Re: Results of SMSNA survey regarding complications following intralesional injection therapy with collagenase clostridium histolyticum for Peyronie’s disease
Commentary

Re: Results of SMSNA survey regarding complications following intralesional injection therapy with collagenase clostridium histolyticum for Peyronie’s disease

Barbara Kahn, Nelson Bennett

Department of Urology, Feinberg School of Medicine, Northwestern University, Chicago, Illinois, USA

Correspondence to: Nelson Bennett, MD, FACS. Department of Urology, Feinberg School of Medicine, Northwestern University, Chicago, Illinois, USA. Email: nbennettjrmd@gmail.com.

Provenance: This is a Guest Commentary commissioned by Section Editor Yongde Xu, PhD (Department of Urology, First Hospital Affiliated to Chinese PLA General Hospital, Beijing, China).

Comment on: Yafi FA, Anaissie J, Zurawin J, et al. Results of SMSNA Survey Regarding Complications Following Intralesional Injection Therapy With Collagenase Clostridium Histolyticum for Peyronie's Disease. J Sex Med 2016;13:684-9.


Submitted Nov 01, 2016. Accepted for publication Nov 01, 2016.

doi: 10.21037/tau.2016.12.07


Expert summary of study

In this survey sent to the members of the Sexual Medicine Society of North American (SMSNA), Yafi et al. assessed the providers’ experience with intralesional injection of collagenase clostridium histolyticum (CCh) for Peyronie’s disease (PD). The anonymous, 33-question survey was sent to 693 members of SMSNA with valid email addresses and requested responses from CCh prescribers. The 100 responders (14.4% response rate), were relatively evenly distributed in their experience administering CCh injections with 36%, 23% and 41% of responders performing injections on ≤10 patients, 10–20 patients, and >20 patients respectively.

The providers’ responses demonstrated variation in preferences for the delivery of CCh, as well as, diagnosis and management of complications. Two-thirds of providers apply some type of dressing in an effort to prevent hematoma formation. Severe hematomas were infrequently encountered, occurring in <10% of patients according to 73% of responders. In a subgroup analysis, hematoma formation was not affected by penile dressing application or anticoagulant use. Management of hematomas varied amongst providers with 63% observing, 20% applying a compressive dressing, 2% draining the hematoma, and 15% doing some combination of each. Corporal ruptures were encountered by one-third of providers, most of whom encountered a single rupture. Diagnosis of corporal rupture was made by history and physical exam alone by half of the providers. The remaining half of providers diagnosed the ruptures with MRI alone, ultrasound alone, or a combination. The ruptures occurred a median of 5 days (0.5–30 days) following injection and were usually following the second injection of a cycle. Two thirds of providers managed them surgically. Based on investigator recall only, there was no difference in erectile function following corporal rupture whether managed surgically or conservatively (1).

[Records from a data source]
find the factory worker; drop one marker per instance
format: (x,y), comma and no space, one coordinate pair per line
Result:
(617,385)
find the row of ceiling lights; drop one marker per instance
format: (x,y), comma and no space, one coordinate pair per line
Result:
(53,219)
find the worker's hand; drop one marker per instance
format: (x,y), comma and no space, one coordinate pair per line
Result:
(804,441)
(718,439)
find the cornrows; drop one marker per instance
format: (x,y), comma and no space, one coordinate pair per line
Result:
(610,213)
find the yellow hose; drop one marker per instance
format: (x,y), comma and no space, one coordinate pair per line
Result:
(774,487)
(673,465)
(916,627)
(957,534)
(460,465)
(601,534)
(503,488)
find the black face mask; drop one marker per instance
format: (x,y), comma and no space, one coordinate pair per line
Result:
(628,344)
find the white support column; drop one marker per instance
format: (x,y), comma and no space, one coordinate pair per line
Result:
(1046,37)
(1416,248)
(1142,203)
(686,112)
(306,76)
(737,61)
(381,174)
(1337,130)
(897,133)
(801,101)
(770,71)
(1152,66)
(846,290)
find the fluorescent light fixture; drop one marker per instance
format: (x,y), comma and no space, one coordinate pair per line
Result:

- [What the task asks]: Based on the commentary about the collagenase injection survey, decide whether each statement agrees with it, answering yes or no and quoting the deciding words. (a) The survey went to 693 members of the society. (b) Most providers drained hematomas. (c) Corporal ruptures usually followed the first injection of a cycle.

- [Final answer]:
(a) Yes: "sent to 693 members of SMSNA with valid email addresses"
(b) No: "63% observing, 20% applying a compressive dressing, 2% draining the hematoma"
(c) No: "were usually following the second injection of a cycle"